Text segment →
* * * * * * * * *

French astronomer and historian (1928–2024)

Suzanne Virginie Débarbat (4 September 1928 – 6 August 2024) was a French astronomer and historian of science and technology. She worked at the Paris Observatory for the duration of her career.

== Biography ==
Débarbat was born on 4 September 1928 in Montluçon, France. Her parents were Victor Débarbat and Léontine-Pauline Débarbat.

Débarbat achieved her doctorate in 1969 from the Paris University. In 1953, Débarbat joined Paris Observatory as an Assistant and worked there for the whole of her career. She was a member of the International Astronomical Union (IAU), serving as the president of the IAU Commission 41 (History of Astronomy) from 1991 to 1994. She was also a member of the Bureau des Longitudes, serving as president from 2004 to 2005, Académie Internationale d’Histoire des Sciences, French Topography Association and the French National Committee for the History and Philosophy of Science.

* * * * * * * * *

(Object grounding data in natural language)
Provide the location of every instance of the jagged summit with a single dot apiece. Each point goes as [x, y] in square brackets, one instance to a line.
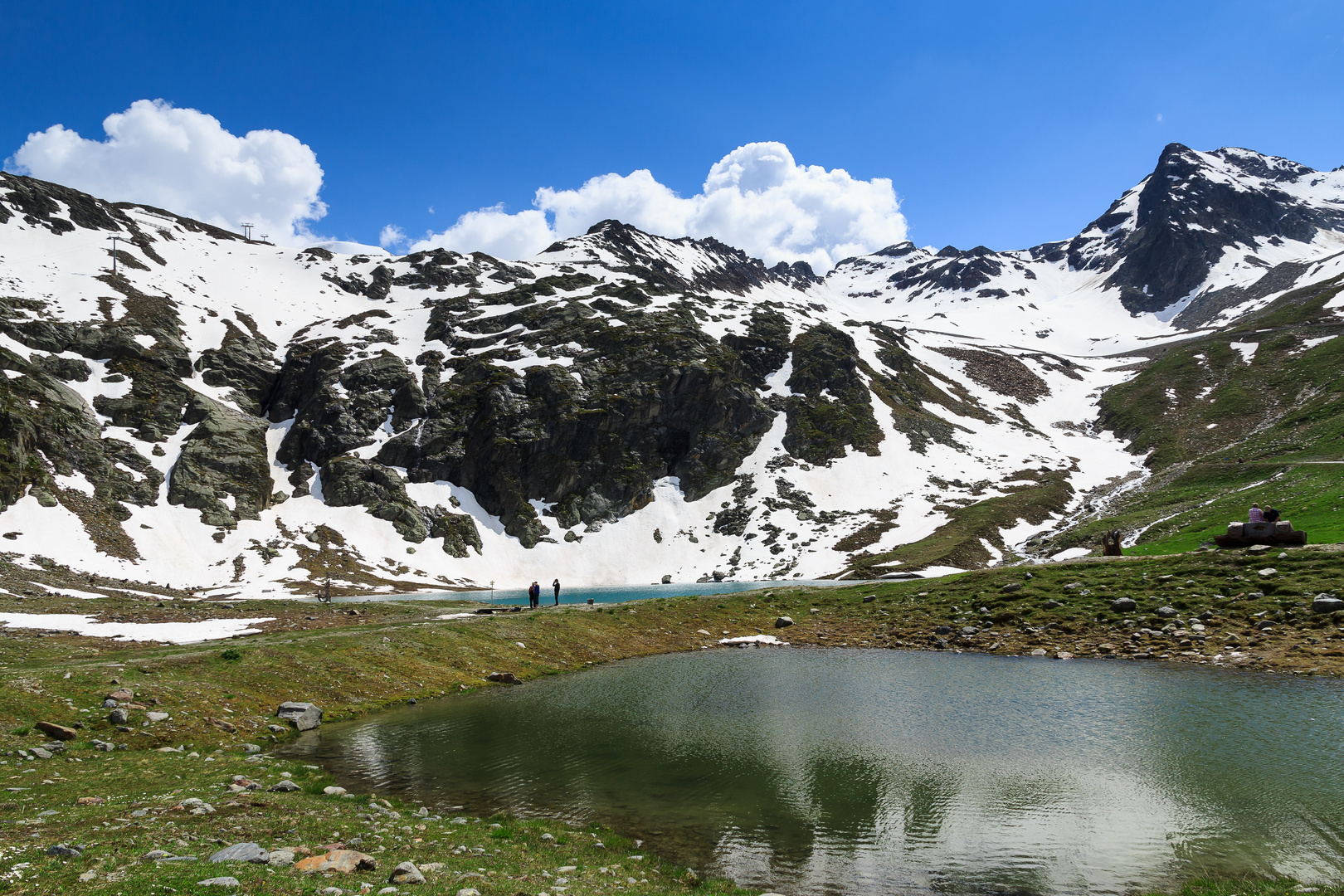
[1200, 238]
[622, 406]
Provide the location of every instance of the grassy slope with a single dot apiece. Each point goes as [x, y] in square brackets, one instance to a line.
[1215, 426]
[1225, 434]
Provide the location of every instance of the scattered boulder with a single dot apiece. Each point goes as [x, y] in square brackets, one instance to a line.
[242, 853]
[340, 860]
[407, 874]
[52, 730]
[305, 716]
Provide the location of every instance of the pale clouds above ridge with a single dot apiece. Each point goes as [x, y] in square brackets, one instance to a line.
[757, 197]
[186, 162]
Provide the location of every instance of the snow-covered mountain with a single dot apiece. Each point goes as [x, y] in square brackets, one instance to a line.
[226, 414]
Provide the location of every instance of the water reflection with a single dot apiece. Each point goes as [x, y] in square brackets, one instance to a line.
[862, 772]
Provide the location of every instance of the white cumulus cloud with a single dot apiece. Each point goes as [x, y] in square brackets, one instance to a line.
[186, 162]
[757, 197]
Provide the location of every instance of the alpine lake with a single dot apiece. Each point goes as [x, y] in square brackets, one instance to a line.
[877, 772]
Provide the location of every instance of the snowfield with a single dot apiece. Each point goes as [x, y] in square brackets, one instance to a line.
[1059, 320]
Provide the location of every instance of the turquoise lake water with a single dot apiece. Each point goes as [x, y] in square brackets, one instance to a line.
[600, 592]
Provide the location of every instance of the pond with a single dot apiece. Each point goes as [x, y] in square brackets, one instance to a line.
[840, 772]
[598, 592]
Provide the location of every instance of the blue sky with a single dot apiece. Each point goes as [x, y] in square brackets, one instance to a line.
[1006, 124]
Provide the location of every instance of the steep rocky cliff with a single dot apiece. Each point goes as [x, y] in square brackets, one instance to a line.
[617, 409]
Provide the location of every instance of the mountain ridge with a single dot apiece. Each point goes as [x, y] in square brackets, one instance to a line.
[617, 409]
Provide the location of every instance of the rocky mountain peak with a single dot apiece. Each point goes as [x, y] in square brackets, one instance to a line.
[1171, 232]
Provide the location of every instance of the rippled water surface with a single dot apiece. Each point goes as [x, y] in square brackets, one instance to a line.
[869, 770]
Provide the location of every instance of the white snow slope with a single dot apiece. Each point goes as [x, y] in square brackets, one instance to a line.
[1064, 324]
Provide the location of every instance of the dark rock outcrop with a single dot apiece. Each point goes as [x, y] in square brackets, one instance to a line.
[821, 426]
[225, 455]
[350, 481]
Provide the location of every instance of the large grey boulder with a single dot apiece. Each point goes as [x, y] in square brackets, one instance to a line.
[1327, 603]
[407, 874]
[351, 481]
[305, 716]
[242, 853]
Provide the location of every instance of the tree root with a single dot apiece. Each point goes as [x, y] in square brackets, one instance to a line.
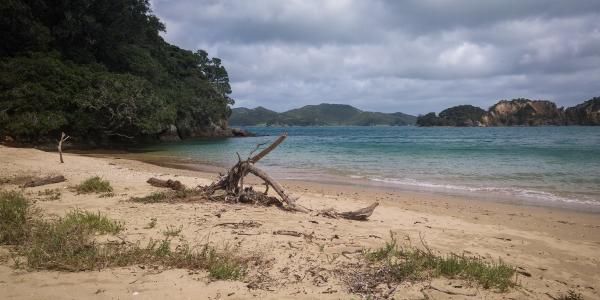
[232, 184]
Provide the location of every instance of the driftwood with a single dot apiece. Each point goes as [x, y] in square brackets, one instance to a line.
[44, 181]
[63, 138]
[233, 185]
[359, 214]
[172, 184]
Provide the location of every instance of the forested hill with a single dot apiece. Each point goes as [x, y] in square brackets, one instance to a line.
[322, 115]
[100, 71]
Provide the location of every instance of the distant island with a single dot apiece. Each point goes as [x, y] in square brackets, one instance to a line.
[516, 112]
[324, 114]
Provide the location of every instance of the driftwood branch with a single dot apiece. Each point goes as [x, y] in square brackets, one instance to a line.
[267, 150]
[45, 181]
[359, 214]
[233, 185]
[172, 184]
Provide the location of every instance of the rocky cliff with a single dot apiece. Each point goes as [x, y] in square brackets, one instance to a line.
[523, 112]
[586, 113]
[516, 112]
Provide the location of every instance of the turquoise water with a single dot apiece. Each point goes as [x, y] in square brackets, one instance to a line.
[546, 165]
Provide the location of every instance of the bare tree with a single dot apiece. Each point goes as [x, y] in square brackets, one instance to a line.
[63, 138]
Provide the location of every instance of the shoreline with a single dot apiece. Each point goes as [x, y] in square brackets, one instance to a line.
[559, 249]
[338, 181]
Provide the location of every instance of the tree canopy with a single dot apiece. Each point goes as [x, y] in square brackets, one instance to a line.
[99, 70]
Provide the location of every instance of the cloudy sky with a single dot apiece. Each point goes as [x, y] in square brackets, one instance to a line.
[413, 56]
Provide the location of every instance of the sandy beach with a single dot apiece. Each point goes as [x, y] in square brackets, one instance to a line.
[554, 250]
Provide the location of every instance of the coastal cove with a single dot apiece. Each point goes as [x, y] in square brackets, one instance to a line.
[543, 166]
[556, 250]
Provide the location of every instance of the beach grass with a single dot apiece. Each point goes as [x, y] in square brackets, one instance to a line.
[69, 244]
[15, 213]
[570, 295]
[155, 197]
[49, 194]
[410, 263]
[94, 185]
[172, 231]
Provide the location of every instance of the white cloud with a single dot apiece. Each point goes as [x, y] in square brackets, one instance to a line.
[413, 56]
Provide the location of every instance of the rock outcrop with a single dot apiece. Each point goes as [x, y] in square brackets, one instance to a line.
[523, 112]
[586, 113]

* * * * * * * * *

Exercise prompt → Copy out the entire text on Suzanne Débarbat word for word. The records were taken from a separate source and are unrelated to the text.

Finished exercise →
French astronomer and historian (1928–2024)

Suzanne Virginie Débarbat (4 September 1928 – 6 August 2024) was a French astronomer and historian of science and technology. She worked at the Paris Observatory for the duration of her career.

== Biography ==
Débarbat was born on 4 September 1928 in Montluçon, France. Her parents were Victor Débarbat and Léontine-Pauline Débarbat.

Débarbat achieved her doctorate in 1969 from the Paris University. In 1953, Débarbat joined Paris Observatory as an Assistant and worked there for the whole of her career. She was a member of the International Astronomical Union (IAU), serving as the president of the IAU Commission 41 (History of Astronomy) from 1991 to 1994. She was also a member of the Bureau des Longitudes, serving as president from 2004 to 2005, Académie Internationale d’Histoire des Sciences, French Topography Association and the French National Committee for the History and Philosophy of Science.